• [WORK TO DO]
Copy every line of the records below exactly as it appears, but omit the pictures from your answer.

• [ENTRIES SHOWN]

**********

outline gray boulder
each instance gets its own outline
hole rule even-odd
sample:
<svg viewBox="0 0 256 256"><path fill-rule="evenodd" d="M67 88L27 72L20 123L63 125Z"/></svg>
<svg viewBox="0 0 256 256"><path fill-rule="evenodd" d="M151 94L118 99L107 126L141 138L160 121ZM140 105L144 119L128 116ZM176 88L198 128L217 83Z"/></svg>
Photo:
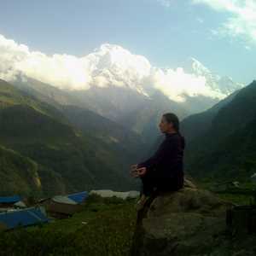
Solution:
<svg viewBox="0 0 256 256"><path fill-rule="evenodd" d="M230 207L231 203L197 189L189 181L179 191L159 193L137 213L131 253L233 255L230 247L234 246L226 240L226 209Z"/></svg>

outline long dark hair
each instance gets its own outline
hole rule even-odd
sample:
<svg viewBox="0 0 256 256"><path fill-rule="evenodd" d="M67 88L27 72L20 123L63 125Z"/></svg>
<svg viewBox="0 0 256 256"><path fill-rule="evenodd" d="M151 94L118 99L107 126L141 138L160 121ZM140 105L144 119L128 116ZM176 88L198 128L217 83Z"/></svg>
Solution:
<svg viewBox="0 0 256 256"><path fill-rule="evenodd" d="M183 136L182 136L180 134L180 131L179 131L179 119L178 119L177 116L173 113L166 113L163 114L163 116L165 117L167 123L172 123L172 124L173 128L175 129L177 133L181 137L182 145L183 145L183 148L185 148L185 138L183 137Z"/></svg>

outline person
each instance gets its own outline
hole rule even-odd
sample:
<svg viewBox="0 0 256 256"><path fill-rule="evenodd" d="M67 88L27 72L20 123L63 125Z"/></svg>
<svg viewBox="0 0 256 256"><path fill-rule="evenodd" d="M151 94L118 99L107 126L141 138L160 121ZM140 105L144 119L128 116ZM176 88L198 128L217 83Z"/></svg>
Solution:
<svg viewBox="0 0 256 256"><path fill-rule="evenodd" d="M165 140L147 160L132 165L131 174L142 180L138 209L154 191L177 191L183 186L185 139L179 132L179 119L173 113L164 113L159 128Z"/></svg>

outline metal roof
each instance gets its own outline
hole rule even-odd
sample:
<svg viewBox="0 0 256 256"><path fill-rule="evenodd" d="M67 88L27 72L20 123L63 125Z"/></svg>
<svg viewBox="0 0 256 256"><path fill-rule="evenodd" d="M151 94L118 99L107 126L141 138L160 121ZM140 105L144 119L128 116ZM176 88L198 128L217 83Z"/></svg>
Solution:
<svg viewBox="0 0 256 256"><path fill-rule="evenodd" d="M71 199L79 204L79 203L82 203L84 201L85 198L88 196L88 192L83 191L83 192L67 195L67 196L69 199Z"/></svg>
<svg viewBox="0 0 256 256"><path fill-rule="evenodd" d="M8 230L18 226L29 226L39 223L47 223L47 216L41 207L31 207L24 210L14 210L0 213L0 225Z"/></svg>
<svg viewBox="0 0 256 256"><path fill-rule="evenodd" d="M15 203L20 201L21 201L21 197L20 195L0 196L0 203Z"/></svg>

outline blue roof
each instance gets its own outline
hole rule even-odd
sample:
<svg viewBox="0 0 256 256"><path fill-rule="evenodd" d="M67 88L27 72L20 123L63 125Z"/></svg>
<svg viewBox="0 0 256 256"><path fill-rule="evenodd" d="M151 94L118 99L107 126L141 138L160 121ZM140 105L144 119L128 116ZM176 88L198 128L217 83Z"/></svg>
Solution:
<svg viewBox="0 0 256 256"><path fill-rule="evenodd" d="M21 201L21 197L20 195L0 196L0 203L15 203L20 201Z"/></svg>
<svg viewBox="0 0 256 256"><path fill-rule="evenodd" d="M0 213L0 224L9 230L20 225L29 226L48 221L49 219L42 209L36 207Z"/></svg>
<svg viewBox="0 0 256 256"><path fill-rule="evenodd" d="M67 195L67 197L77 203L82 203L84 201L85 198L88 196L87 191L83 191L79 193Z"/></svg>

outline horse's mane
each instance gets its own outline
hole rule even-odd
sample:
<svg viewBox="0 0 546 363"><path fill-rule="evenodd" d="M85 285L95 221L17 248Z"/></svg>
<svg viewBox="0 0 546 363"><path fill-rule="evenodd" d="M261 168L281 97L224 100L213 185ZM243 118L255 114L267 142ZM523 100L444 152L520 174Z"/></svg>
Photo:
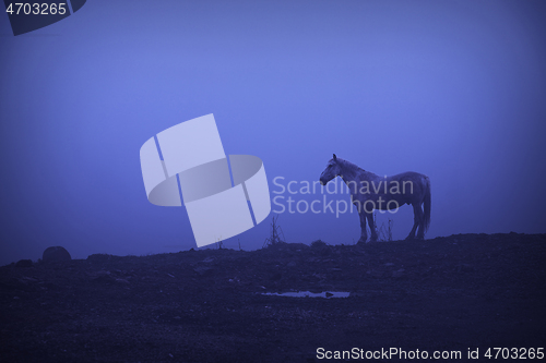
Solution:
<svg viewBox="0 0 546 363"><path fill-rule="evenodd" d="M348 168L348 169L351 169L351 171L366 171L363 168L360 168L359 166L357 166L356 164L353 164L348 160L345 160L342 158L337 158L337 160L341 161L341 164L344 168Z"/></svg>

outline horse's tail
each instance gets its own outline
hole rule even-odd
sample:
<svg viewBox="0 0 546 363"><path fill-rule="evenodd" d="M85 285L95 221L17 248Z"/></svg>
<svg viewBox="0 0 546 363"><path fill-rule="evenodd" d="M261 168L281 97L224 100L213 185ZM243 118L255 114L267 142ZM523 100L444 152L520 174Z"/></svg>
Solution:
<svg viewBox="0 0 546 363"><path fill-rule="evenodd" d="M430 226L430 204L431 204L431 196L430 196L430 179L426 177L426 190L425 190L425 198L423 199L424 204L424 213L425 213L425 220L424 220L424 227L425 227L425 232L428 230L428 227Z"/></svg>

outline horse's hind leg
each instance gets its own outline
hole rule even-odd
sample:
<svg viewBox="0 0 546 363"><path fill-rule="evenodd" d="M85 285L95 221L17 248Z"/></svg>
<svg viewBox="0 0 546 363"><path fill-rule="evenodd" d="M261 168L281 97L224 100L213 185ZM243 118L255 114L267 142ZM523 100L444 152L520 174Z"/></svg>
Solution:
<svg viewBox="0 0 546 363"><path fill-rule="evenodd" d="M368 218L368 226L370 226L370 231L371 231L371 242L377 241L377 231L376 231L376 223L373 222L373 215L371 213L367 213L366 217Z"/></svg>
<svg viewBox="0 0 546 363"><path fill-rule="evenodd" d="M410 234L407 234L406 240L413 240L415 239L415 231L417 230L417 227L423 223L423 209L420 208L420 205L418 204L412 204L413 206L413 228L410 231ZM419 228L419 234L417 234L418 239L424 239L423 234L423 228Z"/></svg>
<svg viewBox="0 0 546 363"><path fill-rule="evenodd" d="M419 228L417 229L417 238L419 240L425 239L425 214L420 208L420 204L417 205L417 210L419 211Z"/></svg>
<svg viewBox="0 0 546 363"><path fill-rule="evenodd" d="M366 243L368 240L368 232L366 231L366 214L364 210L358 211L358 216L360 217L360 239L358 240L358 243Z"/></svg>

**********

• [SOLUTION FOR THIS EXERCISE]
outline gray boulder
each instance gets its own outline
hole rule even-odd
sample:
<svg viewBox="0 0 256 256"><path fill-rule="evenodd" d="M67 88L27 72L20 123L63 125Z"/></svg>
<svg viewBox="0 0 256 256"><path fill-rule="evenodd" d="M151 94L118 99L107 126L141 138L160 121ZM140 105L144 119L128 116ZM176 88L198 128L217 83Z"/></svg>
Photo:
Solution:
<svg viewBox="0 0 256 256"><path fill-rule="evenodd" d="M230 207L231 203L197 189L189 181L179 191L159 193L137 213L131 253L233 255L230 247L234 246L226 240L226 209Z"/></svg>

outline long dark hair
each instance gets its own outline
hole rule even-odd
sample:
<svg viewBox="0 0 256 256"><path fill-rule="evenodd" d="M67 88L27 72L20 123L63 125Z"/></svg>
<svg viewBox="0 0 256 256"><path fill-rule="evenodd" d="M151 94L118 99L107 126L141 138L160 121ZM140 105L144 119L128 116ZM176 88L198 128L217 83Z"/></svg>
Solution:
<svg viewBox="0 0 256 256"><path fill-rule="evenodd" d="M183 136L182 136L180 134L180 131L179 131L179 119L178 119L177 116L173 113L166 113L163 114L163 116L165 117L167 123L172 123L172 124L173 128L175 129L177 133L181 137L182 145L183 145L183 148L185 148L185 138L183 137Z"/></svg>

outline person
each instance gets its own outline
hole rule even-odd
sample:
<svg viewBox="0 0 256 256"><path fill-rule="evenodd" d="M67 88L27 72L20 123L63 125Z"/></svg>
<svg viewBox="0 0 256 256"><path fill-rule="evenodd" d="M151 94L118 99L107 126L141 138L160 121ZM140 105L144 119L128 116ZM176 88L198 128L217 83Z"/></svg>
Solution:
<svg viewBox="0 0 256 256"><path fill-rule="evenodd" d="M165 140L147 160L132 165L131 174L142 180L138 209L154 191L177 191L183 186L185 139L179 132L179 119L173 113L164 113L159 128Z"/></svg>

outline metal roof
each instance gets its own outline
hole rule even-odd
sample:
<svg viewBox="0 0 256 256"><path fill-rule="evenodd" d="M67 88L27 72L20 123L63 125Z"/></svg>
<svg viewBox="0 0 256 256"><path fill-rule="evenodd" d="M151 94L118 99L107 126L141 138L160 121ZM140 105L144 119L128 116ZM176 88L198 128L217 83Z"/></svg>
Solution:
<svg viewBox="0 0 256 256"><path fill-rule="evenodd" d="M71 199L79 204L79 203L82 203L84 201L85 198L88 196L88 192L83 191L83 192L67 195L67 196L69 199Z"/></svg>
<svg viewBox="0 0 256 256"><path fill-rule="evenodd" d="M8 230L18 226L29 226L39 223L47 223L47 216L41 207L31 207L24 210L14 210L0 213L0 225Z"/></svg>
<svg viewBox="0 0 256 256"><path fill-rule="evenodd" d="M15 203L20 201L21 201L21 197L20 195L0 196L0 203Z"/></svg>

outline blue roof
each instance gets its own outline
hole rule even-odd
sample:
<svg viewBox="0 0 256 256"><path fill-rule="evenodd" d="M67 88L27 72L20 123L63 125Z"/></svg>
<svg viewBox="0 0 256 256"><path fill-rule="evenodd" d="M151 94L118 99L107 126L141 138L160 121ZM140 105L144 119L128 116ZM176 88L198 128L217 83Z"/></svg>
Solution:
<svg viewBox="0 0 256 256"><path fill-rule="evenodd" d="M21 201L21 197L20 195L0 196L0 203L15 203L20 201Z"/></svg>
<svg viewBox="0 0 256 256"><path fill-rule="evenodd" d="M0 213L0 224L9 230L20 225L29 226L48 221L49 219L42 209L36 207Z"/></svg>
<svg viewBox="0 0 256 256"><path fill-rule="evenodd" d="M67 195L67 197L77 203L82 203L84 201L85 198L88 196L87 191L83 191L79 193Z"/></svg>

outline horse's mane
each instance gets its own outline
hole rule even-odd
sample:
<svg viewBox="0 0 546 363"><path fill-rule="evenodd" d="M85 285L95 221L17 248Z"/></svg>
<svg viewBox="0 0 546 363"><path fill-rule="evenodd" d="M261 168L281 97L224 100L213 185ZM243 118L255 114L267 142ZM523 100L444 152L520 174Z"/></svg>
Photo:
Solution:
<svg viewBox="0 0 546 363"><path fill-rule="evenodd" d="M348 168L348 169L351 169L351 171L366 171L363 168L360 168L359 166L357 166L356 164L353 164L348 160L345 160L342 158L337 158L337 160L341 161L341 164L344 168Z"/></svg>

outline horse's tail
each instance gets its own outline
hole rule even-odd
sample:
<svg viewBox="0 0 546 363"><path fill-rule="evenodd" d="M85 285L95 221L17 248Z"/></svg>
<svg viewBox="0 0 546 363"><path fill-rule="evenodd" d="M261 168L281 97L224 100L213 185ZM243 118L255 114L267 142ZM523 100L444 152L520 174Z"/></svg>
Solution:
<svg viewBox="0 0 546 363"><path fill-rule="evenodd" d="M430 226L430 204L431 204L431 196L430 196L430 179L426 177L426 190L425 190L425 198L423 199L424 204L424 213L425 213L425 220L424 220L424 227L425 227L425 232L428 230L428 227Z"/></svg>

outline horse's hind leg
each instance gets its own outline
hole rule even-odd
sample:
<svg viewBox="0 0 546 363"><path fill-rule="evenodd" d="M85 285L95 221L17 248Z"/></svg>
<svg viewBox="0 0 546 363"><path fill-rule="evenodd" d="M261 168L281 97L224 100L213 185ZM243 118L255 114L267 142ZM523 100L444 152L520 174Z"/></svg>
Solution:
<svg viewBox="0 0 546 363"><path fill-rule="evenodd" d="M368 218L368 226L370 226L370 231L371 231L371 242L377 241L377 231L376 231L376 223L373 222L373 215L371 213L367 213L366 217Z"/></svg>
<svg viewBox="0 0 546 363"><path fill-rule="evenodd" d="M410 234L407 234L406 240L413 240L415 239L415 231L417 230L417 227L423 223L423 209L420 208L420 205L418 204L412 204L413 206L413 228L410 231ZM419 228L419 234L417 234L418 239L424 239L423 234L423 228Z"/></svg>
<svg viewBox="0 0 546 363"><path fill-rule="evenodd" d="M419 228L417 229L417 238L419 240L425 239L425 214L420 208L420 204L417 205L417 210L419 211Z"/></svg>
<svg viewBox="0 0 546 363"><path fill-rule="evenodd" d="M366 243L368 240L368 232L366 231L366 214L364 210L358 211L358 216L360 217L360 239L358 240L358 243Z"/></svg>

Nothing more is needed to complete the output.